**REQUIREMENT**
Format the material below as a Markdown table with the columns Row and Line, giving each line its own numbered row and skipping blank lines. Leave the pictures out.

**MATERIAL PROVIDED**
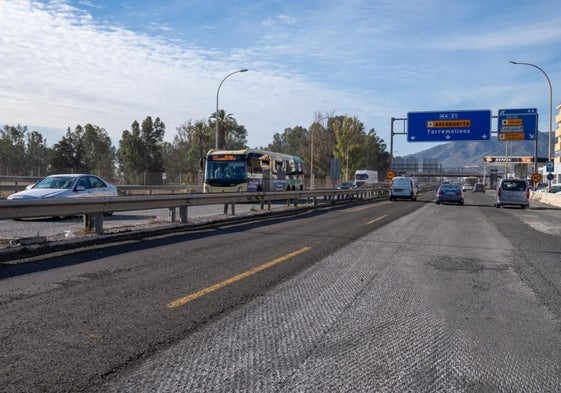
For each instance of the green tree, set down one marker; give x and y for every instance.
(349, 134)
(37, 155)
(141, 154)
(226, 122)
(67, 154)
(98, 152)
(12, 149)
(130, 155)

**FINAL ANSWER**
| Row | Line |
|---|---|
| 1 | For each instance of the green tree, set down one marker; give x and y for every instance. |
| 2 | (349, 134) |
| 3 | (37, 155) |
| 4 | (141, 154) |
| 5 | (226, 122) |
| 6 | (67, 154) |
| 7 | (98, 152) |
| 8 | (12, 149) |
| 9 | (130, 155) |